## QUESTIONS TO ANSWER
a) According to the article on vaccines, in what year was the MMR vaccination created?
b) Rewrite the part of the vaccine article that begins at the words "Wakefield lost his" and stops after "and ignorant claims.", putting "in the womb" in place of "in utero".

## READING TEXT
Since January, reported cases of the measles have been on the rise. This is due to the blatant ignorance expressed by the American people and is a result of a combination of vaccination exemptions and lax state vaccine policies.

According to the CDC, from January 1 to April 4, 2019, 465 individual cases of measles have been confirmed in 19 states. This is the second-greatest number of cases reported in the U.S. since measles was eliminated in 2000.

According to the World Health Organization, “even though a safe and cost-effective vaccine is available, in 2017, there were 110,000 measles deaths globally, mostly among children under the age of five.”

Last semester, on Oct. 17, officials confirmed a case of mumps at Grady.

Mumps was common until the MMR vaccination was created in 1971. Since then, cases have dropped dramatically. So what caused an inner-city public school to have a student with mumps and do nothing except send a letter home to families?

Atlanta Public School’s policy on immunization for students is stated explicitly on the district’s website. It outlines the vaccinations children must receive and in what grade each vaccination should be given. At the bottom of the page, there is a link to the “Waiver of Immunization Requirements Due to Conflict of Religious Beliefs.” These medical waivers or exemptions are a part of Georgia Form 3231 that is reportedly reviewed annually. It allows for a loophole of otherwise mandatory immunizations.

Earlier this year, Ohio teen Ethan Lidenberget went before Congress to call out social media sites for spreading misinformation about vaccines that make people, like his parents, afraid to vaccinate their children. He went viral last fall for starting a Reddit thread commenting, “My parents are kind of stupid and don’t believe in vaccines. Now that I’m 18, where do I get vaccinated? Can I get vaccinated at my age?”

Just one day after Lidenberget appeared before Congress, the American Academy of Pediatrics also urged CEOs of large corporations like Facebook, Google, and Pinterest, to filter vaccine misinformation from their platforms.

According to two reports published by the U.S Centers for Disease Control and Prevention (CDC), in Oct. 2018 (around the time of Grady’s mumps incident), the percentage of unvaccinated children and vaccine exemption rates in the U.S. were on a steady rise.

The World Health Organization stresses that immunization prevents illness, disability and death from vaccine-preventable diseases including cervical cancer, diphtheria, hepatitis B, measles, mumps, pertussis (whooping cough), pneumonia, polio, rotavirus diarrhea, rubella and tetanus.

The organization also reports that an additional 1.5 million deaths could be avoided if global immunization coverage improves. The biggest rumor about vaccinations is that the flu vaccine can give you the flu. According to the CDC, the influenza vaccine can not cause the flu. The injectable vaccine is made either from inactivated flu viruses or from a single gene from the virus to trigger an immune response without causing an infection, the CDC said.

An estimated 19.9 million children under the age 1 did not receive the DTP3 flu vaccine, according to the WHO.

The largest argument in the anti-vaccination community sparked widespread fear that vaccines increase the risk of autism. Originating in a 1997 study published by British surgeon Andrew Wakefield in the medical journal The Lancet, claimed the measles, mumps and rubella (MMR) vaccine was increasing autism in British children.

Wakefield’s claim has since been completely discredited due to procedural errors, undisclosed financial conflicts of interest and ethical violations.

Wakefield lost his medical license, and the paper was retracted from The Lancet.

However, his hypothesis was taken seriously, and several other major studies were conducted. None found a link between any vaccine and the likelihood of developing autism.

Today, the true causes of autism remain a mystery, but to the discredit of the autism-vaccination link theory, several studies have now identified symptoms of autism in children well before they receive the MMR vaccine. And, according to the CDC, recent research provides evidence that autism develops in utero, well before a baby is born or receives vaccinations.

Vaccinations are safe and one of the biggest advancements in health thus far that should not be undermined by false research and ignorant claims.

## SOURCE MATERIAL
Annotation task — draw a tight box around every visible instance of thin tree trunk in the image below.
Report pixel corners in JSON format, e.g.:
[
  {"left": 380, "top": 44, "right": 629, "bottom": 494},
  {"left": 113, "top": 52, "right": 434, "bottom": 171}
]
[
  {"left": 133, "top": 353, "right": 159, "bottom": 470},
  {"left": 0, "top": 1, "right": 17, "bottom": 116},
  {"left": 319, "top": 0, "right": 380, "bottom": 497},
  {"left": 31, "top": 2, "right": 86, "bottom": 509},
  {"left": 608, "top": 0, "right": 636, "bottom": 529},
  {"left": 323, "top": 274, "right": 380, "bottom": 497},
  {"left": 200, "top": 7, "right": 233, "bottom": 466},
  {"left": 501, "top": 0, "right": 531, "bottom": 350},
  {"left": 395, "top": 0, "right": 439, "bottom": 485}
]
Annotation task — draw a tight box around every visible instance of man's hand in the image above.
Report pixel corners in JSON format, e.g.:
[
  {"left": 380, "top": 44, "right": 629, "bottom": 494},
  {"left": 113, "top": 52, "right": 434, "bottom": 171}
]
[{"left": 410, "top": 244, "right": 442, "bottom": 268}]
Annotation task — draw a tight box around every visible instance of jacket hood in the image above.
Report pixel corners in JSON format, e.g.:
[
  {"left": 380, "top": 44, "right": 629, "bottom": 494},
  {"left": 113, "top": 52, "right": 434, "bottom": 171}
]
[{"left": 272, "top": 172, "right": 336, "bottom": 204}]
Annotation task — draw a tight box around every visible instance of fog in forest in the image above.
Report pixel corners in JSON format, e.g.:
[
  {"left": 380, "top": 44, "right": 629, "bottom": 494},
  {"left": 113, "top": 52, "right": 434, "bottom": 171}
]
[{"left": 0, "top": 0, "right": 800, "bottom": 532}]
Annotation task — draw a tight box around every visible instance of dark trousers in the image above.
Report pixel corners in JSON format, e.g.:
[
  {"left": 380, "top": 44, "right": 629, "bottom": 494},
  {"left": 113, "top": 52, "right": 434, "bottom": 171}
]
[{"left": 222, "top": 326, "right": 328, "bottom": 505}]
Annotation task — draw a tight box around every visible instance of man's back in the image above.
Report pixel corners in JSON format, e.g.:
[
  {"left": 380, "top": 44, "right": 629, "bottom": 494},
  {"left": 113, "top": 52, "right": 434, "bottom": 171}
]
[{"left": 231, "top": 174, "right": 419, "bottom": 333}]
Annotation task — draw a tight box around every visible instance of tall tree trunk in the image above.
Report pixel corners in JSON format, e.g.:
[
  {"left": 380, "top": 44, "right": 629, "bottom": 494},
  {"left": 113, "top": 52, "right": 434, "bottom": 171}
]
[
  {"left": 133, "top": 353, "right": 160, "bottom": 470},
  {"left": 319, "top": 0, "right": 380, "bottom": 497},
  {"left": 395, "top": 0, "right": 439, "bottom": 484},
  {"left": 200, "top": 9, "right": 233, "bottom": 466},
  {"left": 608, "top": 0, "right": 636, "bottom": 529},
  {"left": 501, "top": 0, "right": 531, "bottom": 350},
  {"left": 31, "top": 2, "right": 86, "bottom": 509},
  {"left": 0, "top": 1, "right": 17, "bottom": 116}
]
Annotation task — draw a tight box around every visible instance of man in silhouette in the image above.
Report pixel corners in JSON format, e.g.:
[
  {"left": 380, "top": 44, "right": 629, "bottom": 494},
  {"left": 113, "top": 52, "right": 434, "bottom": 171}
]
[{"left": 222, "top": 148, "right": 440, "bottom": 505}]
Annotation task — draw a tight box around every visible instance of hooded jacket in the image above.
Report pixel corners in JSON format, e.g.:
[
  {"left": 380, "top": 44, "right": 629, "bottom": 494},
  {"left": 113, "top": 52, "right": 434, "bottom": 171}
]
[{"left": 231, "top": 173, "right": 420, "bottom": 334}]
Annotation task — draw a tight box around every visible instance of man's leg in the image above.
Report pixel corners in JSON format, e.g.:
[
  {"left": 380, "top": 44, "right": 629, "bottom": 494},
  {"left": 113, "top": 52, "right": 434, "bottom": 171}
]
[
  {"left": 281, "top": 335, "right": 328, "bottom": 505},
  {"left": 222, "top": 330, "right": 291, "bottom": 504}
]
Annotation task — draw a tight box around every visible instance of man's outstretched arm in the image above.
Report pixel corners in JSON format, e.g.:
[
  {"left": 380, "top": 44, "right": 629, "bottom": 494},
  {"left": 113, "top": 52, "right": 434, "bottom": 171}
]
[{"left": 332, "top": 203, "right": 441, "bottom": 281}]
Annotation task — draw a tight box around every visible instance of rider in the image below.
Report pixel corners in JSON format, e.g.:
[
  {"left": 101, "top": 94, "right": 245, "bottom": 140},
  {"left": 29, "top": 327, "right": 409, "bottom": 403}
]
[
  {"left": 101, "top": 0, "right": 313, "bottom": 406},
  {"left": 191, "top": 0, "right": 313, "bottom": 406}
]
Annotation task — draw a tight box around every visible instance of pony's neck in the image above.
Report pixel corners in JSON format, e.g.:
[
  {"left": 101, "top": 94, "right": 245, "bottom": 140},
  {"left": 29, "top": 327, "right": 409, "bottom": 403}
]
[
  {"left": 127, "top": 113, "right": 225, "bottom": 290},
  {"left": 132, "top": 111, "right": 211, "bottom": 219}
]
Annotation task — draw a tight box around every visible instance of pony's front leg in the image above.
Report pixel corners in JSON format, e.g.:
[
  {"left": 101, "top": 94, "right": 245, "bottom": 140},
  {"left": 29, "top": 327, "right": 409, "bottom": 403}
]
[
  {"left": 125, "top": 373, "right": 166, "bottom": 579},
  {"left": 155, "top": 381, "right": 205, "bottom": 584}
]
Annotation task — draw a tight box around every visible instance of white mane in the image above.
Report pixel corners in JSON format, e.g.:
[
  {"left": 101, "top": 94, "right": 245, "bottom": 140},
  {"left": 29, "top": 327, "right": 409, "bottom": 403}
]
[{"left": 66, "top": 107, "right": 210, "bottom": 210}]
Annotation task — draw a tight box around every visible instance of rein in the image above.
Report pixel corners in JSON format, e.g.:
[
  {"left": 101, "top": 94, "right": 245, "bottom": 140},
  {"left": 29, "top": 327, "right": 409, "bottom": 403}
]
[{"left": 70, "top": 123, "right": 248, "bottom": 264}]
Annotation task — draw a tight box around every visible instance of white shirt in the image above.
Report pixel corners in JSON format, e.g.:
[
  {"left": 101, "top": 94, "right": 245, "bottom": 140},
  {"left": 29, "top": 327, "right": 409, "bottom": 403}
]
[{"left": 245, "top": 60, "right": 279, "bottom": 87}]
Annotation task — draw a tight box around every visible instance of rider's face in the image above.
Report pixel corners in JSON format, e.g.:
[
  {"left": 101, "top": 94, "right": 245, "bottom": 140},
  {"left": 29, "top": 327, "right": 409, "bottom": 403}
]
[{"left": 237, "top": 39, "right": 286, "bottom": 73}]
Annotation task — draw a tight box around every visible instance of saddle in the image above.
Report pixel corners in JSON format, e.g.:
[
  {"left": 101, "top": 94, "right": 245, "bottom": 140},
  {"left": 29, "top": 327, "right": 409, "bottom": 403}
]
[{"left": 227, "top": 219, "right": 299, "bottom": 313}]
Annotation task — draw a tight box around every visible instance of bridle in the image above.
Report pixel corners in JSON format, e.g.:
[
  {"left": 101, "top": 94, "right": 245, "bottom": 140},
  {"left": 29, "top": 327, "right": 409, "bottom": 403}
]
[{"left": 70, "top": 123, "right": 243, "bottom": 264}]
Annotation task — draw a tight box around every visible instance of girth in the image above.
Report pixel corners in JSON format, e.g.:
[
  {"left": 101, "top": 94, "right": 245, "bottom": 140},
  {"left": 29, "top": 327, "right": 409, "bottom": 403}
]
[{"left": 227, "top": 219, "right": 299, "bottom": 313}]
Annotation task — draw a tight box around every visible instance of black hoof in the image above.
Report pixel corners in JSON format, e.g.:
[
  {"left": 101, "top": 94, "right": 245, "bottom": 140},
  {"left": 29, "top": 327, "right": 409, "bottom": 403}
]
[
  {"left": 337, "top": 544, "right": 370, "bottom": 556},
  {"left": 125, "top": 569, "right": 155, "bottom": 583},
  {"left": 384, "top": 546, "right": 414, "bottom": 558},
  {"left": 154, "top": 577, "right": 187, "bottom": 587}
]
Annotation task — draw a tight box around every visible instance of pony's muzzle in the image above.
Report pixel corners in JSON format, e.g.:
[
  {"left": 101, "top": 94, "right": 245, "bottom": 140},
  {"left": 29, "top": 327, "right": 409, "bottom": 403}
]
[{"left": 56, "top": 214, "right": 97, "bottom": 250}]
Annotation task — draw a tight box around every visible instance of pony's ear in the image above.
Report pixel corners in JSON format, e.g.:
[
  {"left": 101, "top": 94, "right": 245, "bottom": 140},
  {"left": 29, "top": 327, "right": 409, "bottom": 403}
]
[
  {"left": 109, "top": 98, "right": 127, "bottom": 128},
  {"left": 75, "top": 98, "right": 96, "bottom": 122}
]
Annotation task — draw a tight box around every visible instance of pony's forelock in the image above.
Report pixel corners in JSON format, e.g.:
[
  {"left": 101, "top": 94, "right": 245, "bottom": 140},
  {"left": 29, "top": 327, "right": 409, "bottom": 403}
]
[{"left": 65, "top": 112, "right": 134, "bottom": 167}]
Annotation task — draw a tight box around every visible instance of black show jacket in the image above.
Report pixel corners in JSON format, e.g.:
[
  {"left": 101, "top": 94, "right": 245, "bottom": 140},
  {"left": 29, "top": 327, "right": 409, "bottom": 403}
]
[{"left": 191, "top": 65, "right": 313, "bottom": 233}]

## ANSWERS PROVIDED
a) 1971

b)
Wakefield lost his medical license, and the paper was retracted from The Lancet.

However, his hypothesis was taken seriously, and several other major studies were conducted. None found a link between any vaccine and the likelihood of developing autism.

Today, the true causes of autism remain a mystery, but to the discredit of the autism-vaccination link theory, several studies have now identified symptoms of autism in children well before they receive the MMR vaccine. And, according to the CDC, recent research provides evidence that autism develops in the womb, well before a baby is born or receives vaccinations.

Vaccinations are safe and one of the biggest advancements in health thus far that should not be undermined by false research and ignorant claims.